_TRY IT:_
Output only the span of lines that begins at the line containing "the brick chimney" and ends at the last line of the data, both included, exactly as they appear.

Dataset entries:
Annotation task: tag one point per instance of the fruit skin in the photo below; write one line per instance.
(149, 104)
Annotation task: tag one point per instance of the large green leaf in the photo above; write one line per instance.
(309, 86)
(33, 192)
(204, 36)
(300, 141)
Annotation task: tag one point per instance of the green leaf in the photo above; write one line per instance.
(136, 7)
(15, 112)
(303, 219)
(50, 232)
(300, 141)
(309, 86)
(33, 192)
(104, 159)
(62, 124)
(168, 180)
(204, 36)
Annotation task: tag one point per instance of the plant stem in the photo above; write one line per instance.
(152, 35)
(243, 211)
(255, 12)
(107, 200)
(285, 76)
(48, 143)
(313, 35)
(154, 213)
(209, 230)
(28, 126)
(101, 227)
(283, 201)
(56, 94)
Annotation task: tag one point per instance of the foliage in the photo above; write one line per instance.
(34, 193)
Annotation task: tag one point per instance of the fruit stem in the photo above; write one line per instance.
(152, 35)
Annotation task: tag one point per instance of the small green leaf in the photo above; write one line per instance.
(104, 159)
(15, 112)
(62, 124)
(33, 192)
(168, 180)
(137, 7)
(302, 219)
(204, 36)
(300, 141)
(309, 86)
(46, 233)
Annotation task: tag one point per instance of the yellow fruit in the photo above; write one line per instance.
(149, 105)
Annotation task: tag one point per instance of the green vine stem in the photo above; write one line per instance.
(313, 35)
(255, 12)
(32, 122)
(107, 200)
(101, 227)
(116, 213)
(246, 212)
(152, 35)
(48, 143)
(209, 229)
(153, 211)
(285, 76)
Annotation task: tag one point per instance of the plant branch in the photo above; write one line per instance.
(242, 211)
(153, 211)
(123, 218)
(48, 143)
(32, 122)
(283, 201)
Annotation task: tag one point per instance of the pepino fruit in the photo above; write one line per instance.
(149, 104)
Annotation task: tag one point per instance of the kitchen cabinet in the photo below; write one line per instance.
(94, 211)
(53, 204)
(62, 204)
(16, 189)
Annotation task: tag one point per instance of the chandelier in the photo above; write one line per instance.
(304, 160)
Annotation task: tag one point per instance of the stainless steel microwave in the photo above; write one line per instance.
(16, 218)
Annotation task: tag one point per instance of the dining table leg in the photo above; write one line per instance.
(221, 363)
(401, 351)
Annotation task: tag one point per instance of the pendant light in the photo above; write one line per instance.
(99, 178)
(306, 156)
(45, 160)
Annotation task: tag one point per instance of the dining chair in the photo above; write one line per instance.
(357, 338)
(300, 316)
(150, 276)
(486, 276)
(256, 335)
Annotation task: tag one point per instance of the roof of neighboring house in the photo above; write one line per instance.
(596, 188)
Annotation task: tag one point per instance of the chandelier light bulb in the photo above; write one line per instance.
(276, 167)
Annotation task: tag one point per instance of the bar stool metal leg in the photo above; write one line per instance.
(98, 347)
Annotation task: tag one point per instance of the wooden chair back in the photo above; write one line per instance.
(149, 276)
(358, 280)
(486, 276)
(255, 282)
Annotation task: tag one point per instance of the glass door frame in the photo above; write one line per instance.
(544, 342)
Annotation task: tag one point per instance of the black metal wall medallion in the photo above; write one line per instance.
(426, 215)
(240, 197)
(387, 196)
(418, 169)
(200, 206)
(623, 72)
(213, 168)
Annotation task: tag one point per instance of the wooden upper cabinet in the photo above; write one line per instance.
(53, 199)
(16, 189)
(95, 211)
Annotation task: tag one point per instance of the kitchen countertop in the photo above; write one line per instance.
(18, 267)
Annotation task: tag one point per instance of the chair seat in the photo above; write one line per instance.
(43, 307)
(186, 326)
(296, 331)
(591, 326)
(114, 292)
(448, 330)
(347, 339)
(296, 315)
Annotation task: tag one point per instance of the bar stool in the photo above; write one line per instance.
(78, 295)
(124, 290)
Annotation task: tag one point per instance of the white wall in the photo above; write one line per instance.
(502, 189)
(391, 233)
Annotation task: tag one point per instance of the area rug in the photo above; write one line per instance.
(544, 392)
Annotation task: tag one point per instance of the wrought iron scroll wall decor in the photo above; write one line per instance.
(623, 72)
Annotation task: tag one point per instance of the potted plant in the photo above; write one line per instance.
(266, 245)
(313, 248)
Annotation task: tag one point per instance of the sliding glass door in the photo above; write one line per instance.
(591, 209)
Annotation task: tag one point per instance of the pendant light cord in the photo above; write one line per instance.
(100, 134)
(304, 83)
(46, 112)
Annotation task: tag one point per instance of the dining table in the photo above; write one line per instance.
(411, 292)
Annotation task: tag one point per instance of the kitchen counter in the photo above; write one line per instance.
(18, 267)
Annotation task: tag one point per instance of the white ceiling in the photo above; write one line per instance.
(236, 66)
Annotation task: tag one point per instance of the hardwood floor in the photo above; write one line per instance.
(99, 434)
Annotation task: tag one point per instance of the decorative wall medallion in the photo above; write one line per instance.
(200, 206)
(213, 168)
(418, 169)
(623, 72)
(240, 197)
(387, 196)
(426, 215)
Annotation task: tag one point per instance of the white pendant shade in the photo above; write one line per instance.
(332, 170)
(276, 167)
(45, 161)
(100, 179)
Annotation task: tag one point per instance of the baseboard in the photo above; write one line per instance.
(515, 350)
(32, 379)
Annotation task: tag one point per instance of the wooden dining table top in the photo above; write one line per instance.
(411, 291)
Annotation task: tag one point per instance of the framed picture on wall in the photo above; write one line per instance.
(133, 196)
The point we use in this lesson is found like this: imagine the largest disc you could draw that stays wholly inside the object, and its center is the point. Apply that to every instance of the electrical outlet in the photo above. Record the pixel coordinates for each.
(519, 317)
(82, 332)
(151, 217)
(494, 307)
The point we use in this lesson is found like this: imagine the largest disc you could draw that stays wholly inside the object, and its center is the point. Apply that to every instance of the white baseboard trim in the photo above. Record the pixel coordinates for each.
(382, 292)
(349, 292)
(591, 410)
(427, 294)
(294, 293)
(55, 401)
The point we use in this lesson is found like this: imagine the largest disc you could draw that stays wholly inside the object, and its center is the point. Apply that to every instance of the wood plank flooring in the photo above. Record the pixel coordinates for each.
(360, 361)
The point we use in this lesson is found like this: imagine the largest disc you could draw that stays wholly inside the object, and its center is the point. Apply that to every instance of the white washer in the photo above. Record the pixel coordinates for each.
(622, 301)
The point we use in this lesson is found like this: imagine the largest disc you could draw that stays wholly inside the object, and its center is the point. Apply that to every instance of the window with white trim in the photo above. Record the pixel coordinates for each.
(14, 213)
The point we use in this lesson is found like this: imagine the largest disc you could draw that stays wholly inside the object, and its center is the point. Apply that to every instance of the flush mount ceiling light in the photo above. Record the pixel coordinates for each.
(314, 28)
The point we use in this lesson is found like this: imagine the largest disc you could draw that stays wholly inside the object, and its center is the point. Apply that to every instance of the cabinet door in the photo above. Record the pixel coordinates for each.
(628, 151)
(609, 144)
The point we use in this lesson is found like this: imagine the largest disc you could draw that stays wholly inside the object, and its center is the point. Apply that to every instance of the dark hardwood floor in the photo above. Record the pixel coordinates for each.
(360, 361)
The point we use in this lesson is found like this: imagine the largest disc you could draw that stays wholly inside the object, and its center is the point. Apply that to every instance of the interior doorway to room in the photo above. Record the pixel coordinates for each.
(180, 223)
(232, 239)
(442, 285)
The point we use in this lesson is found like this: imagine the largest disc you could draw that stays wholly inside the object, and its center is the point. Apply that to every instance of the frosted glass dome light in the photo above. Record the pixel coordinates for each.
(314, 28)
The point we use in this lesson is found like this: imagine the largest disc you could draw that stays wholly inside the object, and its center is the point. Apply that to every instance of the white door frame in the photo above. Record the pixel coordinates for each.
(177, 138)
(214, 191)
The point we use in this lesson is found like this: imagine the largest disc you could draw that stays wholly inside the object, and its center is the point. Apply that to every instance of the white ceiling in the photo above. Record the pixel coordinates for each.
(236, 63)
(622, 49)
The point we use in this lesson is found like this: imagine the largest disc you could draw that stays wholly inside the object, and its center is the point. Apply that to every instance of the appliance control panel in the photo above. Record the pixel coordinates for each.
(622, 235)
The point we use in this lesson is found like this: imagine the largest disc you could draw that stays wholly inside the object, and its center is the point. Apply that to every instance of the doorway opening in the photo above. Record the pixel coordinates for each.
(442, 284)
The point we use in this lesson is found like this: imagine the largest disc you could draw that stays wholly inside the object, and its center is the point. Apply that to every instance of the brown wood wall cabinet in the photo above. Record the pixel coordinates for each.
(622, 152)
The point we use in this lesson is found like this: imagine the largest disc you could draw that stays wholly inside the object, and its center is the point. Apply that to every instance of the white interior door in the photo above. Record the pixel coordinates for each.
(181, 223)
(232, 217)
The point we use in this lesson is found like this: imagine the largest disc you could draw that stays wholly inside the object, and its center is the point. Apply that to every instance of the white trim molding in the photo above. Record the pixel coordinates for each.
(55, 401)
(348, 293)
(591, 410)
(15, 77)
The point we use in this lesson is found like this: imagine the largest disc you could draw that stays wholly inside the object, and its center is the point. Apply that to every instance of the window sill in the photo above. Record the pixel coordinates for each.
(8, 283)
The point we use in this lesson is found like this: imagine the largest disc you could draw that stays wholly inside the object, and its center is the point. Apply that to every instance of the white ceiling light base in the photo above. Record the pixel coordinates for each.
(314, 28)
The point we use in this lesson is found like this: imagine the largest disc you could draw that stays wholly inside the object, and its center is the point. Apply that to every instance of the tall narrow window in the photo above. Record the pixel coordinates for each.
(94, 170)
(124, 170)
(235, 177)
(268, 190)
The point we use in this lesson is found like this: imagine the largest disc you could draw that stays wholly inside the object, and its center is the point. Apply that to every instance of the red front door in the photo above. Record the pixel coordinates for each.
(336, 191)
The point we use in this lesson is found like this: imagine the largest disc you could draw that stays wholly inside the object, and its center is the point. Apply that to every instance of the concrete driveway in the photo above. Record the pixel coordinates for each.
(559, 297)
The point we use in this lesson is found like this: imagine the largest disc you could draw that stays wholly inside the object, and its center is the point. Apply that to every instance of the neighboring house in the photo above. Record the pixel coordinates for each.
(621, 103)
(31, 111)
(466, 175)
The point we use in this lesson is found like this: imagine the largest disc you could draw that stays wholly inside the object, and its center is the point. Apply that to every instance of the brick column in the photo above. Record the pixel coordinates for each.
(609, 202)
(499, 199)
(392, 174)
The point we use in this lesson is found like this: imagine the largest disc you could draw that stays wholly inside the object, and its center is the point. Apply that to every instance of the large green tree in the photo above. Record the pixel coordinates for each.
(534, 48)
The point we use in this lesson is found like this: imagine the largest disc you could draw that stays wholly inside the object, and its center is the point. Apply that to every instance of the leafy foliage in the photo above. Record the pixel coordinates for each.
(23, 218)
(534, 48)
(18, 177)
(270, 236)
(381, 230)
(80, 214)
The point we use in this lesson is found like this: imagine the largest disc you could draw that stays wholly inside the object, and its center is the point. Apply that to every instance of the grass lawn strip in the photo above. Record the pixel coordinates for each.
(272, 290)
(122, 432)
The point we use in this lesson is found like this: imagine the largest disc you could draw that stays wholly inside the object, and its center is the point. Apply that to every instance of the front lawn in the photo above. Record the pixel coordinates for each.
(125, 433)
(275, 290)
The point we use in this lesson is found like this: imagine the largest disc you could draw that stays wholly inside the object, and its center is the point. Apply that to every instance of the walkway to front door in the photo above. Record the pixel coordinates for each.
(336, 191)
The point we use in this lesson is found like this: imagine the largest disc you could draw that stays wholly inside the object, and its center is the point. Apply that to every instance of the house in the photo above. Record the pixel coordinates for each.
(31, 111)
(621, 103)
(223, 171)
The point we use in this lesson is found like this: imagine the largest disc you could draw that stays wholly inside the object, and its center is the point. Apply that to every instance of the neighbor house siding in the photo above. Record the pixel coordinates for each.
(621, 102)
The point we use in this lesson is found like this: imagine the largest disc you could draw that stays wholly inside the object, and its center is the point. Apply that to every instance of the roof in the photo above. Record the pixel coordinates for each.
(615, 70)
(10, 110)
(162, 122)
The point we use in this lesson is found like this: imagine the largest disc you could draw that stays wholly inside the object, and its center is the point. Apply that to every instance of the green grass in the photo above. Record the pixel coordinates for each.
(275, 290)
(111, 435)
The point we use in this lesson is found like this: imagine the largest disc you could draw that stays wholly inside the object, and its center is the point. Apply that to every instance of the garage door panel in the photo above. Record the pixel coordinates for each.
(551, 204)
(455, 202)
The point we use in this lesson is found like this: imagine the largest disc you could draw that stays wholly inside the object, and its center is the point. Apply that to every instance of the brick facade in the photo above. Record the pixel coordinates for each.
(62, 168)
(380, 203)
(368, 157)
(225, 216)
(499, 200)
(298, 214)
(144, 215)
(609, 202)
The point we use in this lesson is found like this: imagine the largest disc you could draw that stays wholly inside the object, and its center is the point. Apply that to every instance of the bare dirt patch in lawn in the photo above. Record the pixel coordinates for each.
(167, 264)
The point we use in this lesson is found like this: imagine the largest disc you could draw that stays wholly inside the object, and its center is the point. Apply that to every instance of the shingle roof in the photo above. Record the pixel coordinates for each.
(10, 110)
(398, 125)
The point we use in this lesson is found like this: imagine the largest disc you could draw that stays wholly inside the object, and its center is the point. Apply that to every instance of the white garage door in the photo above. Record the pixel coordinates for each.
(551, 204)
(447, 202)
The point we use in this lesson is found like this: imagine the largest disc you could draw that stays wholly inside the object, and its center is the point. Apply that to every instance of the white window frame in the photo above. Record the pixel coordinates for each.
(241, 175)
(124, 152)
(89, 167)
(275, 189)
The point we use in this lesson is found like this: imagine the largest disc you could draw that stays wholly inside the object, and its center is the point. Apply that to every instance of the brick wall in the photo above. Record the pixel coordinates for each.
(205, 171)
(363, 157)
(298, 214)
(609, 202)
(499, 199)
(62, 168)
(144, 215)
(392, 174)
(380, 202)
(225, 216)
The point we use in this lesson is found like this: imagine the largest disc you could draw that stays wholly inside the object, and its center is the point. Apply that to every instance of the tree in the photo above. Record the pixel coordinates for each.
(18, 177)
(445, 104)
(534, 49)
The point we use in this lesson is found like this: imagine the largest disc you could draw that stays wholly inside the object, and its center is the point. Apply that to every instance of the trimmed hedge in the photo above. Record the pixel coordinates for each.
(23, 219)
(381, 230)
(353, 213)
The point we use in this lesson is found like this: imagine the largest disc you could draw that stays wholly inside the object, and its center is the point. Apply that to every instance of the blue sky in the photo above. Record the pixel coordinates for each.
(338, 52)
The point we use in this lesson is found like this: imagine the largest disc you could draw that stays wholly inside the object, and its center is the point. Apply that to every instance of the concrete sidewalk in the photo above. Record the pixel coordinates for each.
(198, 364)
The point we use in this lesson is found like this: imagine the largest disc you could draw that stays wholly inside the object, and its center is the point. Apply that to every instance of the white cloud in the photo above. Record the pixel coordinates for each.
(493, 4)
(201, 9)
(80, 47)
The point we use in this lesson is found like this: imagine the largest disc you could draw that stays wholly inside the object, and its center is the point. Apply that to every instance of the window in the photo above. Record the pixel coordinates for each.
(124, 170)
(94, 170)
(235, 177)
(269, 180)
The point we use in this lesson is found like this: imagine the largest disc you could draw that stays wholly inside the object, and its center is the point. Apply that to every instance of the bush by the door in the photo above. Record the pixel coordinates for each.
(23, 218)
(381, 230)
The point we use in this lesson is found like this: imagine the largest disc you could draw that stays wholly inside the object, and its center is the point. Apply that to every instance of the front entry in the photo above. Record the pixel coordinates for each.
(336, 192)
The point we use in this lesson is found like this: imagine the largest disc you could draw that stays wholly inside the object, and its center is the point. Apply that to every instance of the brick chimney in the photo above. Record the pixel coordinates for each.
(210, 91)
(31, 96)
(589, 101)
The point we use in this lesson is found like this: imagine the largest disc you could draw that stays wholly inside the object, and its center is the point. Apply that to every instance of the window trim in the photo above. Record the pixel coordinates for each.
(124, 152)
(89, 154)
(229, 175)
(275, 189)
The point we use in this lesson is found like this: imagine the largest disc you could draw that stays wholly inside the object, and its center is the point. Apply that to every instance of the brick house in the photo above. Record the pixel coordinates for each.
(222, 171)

_TASK ANSWER:_
The point we use in this lesson is found like this: imagine the largest disc you could draw that stays wholly inside the object, and its center is the point. Apply that to every instance of the brick chimney in the photo above. Record the pixel coordinates for each.
(210, 91)
(31, 96)
(589, 101)
The point we use in this lesson is found like this: imagine the largest disc you could draw that stays wholly inside the object, and its center is the point. Apply that to every instance of the window trim in the photo above. Record the pixel coordinates for each.
(124, 152)
(89, 154)
(229, 175)
(275, 189)
The point we use in this lesson is found like this: imagine the largest disc you could draw that stays wholly inside the object, and its center is the point. Apply that to every instance of the brick house in the photo above. Record the pixel coordinates for each.
(222, 171)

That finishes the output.